▶ Directions for this task
Reproduce the closing part of the entries exactly: the line with "dress, that would be a great help." and all lines after it, ending with the last line, and nothing else.

▶ Supplied data

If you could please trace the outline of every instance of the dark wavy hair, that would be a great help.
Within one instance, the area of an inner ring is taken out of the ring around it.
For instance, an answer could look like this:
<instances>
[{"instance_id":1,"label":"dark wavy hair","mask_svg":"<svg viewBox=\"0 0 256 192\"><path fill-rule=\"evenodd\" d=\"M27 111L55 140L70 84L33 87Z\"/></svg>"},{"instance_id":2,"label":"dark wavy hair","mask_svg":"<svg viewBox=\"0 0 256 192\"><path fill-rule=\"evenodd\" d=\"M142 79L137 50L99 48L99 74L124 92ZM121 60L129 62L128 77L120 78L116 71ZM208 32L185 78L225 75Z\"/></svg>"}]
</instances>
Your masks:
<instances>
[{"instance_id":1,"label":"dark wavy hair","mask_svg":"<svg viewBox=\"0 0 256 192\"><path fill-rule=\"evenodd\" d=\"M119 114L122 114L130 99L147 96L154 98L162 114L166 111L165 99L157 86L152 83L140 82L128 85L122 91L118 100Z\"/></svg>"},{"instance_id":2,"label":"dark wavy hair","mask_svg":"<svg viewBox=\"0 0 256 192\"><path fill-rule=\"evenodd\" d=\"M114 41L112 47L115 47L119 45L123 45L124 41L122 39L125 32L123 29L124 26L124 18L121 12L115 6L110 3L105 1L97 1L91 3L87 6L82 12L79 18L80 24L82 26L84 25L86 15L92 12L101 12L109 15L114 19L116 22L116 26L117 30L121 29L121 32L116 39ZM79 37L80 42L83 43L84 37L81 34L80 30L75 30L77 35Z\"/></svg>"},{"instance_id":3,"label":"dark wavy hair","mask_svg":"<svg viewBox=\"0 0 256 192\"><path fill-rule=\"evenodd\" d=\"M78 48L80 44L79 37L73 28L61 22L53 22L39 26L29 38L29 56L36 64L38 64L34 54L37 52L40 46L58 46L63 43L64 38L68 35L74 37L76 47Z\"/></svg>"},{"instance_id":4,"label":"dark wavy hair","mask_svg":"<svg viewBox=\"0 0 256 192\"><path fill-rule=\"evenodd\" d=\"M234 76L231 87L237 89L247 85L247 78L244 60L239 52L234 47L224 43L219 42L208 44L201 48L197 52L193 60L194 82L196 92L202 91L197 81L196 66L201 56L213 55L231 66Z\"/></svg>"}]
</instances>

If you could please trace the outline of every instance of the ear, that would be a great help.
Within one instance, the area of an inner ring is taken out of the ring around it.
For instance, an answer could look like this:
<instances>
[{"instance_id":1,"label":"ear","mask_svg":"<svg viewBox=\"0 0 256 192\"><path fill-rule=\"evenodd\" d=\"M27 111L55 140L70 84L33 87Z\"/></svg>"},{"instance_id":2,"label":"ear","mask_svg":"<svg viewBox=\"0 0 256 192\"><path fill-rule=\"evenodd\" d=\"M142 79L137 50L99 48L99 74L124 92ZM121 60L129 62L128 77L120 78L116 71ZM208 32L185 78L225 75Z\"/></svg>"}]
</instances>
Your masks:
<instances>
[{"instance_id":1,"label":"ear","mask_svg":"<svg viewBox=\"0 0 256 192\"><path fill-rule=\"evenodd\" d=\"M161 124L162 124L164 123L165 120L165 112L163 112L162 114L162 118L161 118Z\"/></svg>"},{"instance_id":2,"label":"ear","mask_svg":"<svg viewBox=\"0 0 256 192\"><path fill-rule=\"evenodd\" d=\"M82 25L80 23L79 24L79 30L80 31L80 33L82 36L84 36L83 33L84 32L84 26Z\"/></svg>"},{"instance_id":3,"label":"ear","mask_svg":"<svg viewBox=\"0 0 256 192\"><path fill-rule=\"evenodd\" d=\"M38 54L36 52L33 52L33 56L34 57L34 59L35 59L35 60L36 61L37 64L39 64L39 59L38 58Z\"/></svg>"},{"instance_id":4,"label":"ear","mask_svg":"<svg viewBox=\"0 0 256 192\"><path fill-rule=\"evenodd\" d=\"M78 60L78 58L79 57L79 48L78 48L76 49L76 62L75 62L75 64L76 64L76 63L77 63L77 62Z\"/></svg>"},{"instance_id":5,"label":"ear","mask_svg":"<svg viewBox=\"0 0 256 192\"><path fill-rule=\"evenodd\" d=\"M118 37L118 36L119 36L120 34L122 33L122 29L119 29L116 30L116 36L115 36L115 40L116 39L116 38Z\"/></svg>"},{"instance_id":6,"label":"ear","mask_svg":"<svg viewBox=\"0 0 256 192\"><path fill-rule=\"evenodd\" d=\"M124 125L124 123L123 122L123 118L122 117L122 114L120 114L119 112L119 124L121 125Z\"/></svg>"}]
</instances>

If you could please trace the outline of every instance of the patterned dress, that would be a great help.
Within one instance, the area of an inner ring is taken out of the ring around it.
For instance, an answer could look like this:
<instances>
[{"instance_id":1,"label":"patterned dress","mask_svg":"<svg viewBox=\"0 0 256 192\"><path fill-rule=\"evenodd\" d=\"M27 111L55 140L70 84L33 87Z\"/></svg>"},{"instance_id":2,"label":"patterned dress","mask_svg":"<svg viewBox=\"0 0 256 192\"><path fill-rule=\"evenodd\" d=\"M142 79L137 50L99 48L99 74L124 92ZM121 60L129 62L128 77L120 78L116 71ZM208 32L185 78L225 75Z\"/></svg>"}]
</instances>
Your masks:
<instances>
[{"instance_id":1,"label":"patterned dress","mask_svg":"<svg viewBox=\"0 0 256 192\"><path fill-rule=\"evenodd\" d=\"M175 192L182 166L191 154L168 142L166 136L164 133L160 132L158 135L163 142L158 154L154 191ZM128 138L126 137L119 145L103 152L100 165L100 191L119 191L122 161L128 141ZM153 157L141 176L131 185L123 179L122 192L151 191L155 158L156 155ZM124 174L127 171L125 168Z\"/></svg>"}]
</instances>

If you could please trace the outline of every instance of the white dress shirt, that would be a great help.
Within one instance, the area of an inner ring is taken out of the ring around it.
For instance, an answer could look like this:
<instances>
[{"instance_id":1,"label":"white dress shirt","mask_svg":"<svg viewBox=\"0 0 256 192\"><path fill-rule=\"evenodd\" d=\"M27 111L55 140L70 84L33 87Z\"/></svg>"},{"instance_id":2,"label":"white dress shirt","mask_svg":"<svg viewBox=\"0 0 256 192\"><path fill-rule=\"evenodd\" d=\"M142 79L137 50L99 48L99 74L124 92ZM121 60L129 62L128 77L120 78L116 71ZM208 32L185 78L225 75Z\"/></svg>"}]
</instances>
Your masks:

▶ Completed exercise
If you could please trace the outline of every instance of the patterned dress, that would be a great help.
Within one instance, the area of an inner ring is taken out of the ring around it.
For instance, an answer could look like this:
<instances>
[{"instance_id":1,"label":"patterned dress","mask_svg":"<svg viewBox=\"0 0 256 192\"><path fill-rule=\"evenodd\" d=\"M27 111L55 140L70 84L33 87Z\"/></svg>"},{"instance_id":2,"label":"patterned dress","mask_svg":"<svg viewBox=\"0 0 256 192\"><path fill-rule=\"evenodd\" d=\"M142 79L137 50L99 48L99 74L124 92ZM121 60L129 62L128 77L120 78L116 71ZM208 32L185 78L225 75Z\"/></svg>"}]
</instances>
Your masks:
<instances>
[{"instance_id":1,"label":"patterned dress","mask_svg":"<svg viewBox=\"0 0 256 192\"><path fill-rule=\"evenodd\" d=\"M175 192L182 166L191 154L168 142L166 136L164 133L160 132L158 135L163 142L158 154L154 191ZM128 138L126 137L119 145L103 152L100 165L100 191L119 191L122 161L128 141ZM153 157L141 176L131 185L123 179L122 192L151 191L155 158L156 155ZM124 174L127 171L125 168Z\"/></svg>"}]
</instances>

If you could please trace the outline of every instance of the white dress shirt, that would be a great help.
Within one instance, the area of an inner ring is taken out of the ring around it.
For instance, an answer could look like this:
<instances>
[{"instance_id":1,"label":"white dress shirt","mask_svg":"<svg viewBox=\"0 0 256 192\"><path fill-rule=\"evenodd\" d=\"M27 111L55 140L70 84L33 87Z\"/></svg>"},{"instance_id":2,"label":"white dress shirt","mask_svg":"<svg viewBox=\"0 0 256 192\"><path fill-rule=\"evenodd\" d=\"M142 79L137 50L99 48L99 74L124 92ZM121 60L129 62L128 77L120 78L116 71ZM208 32L185 78L225 75Z\"/></svg>"}]
</instances>
Your masks:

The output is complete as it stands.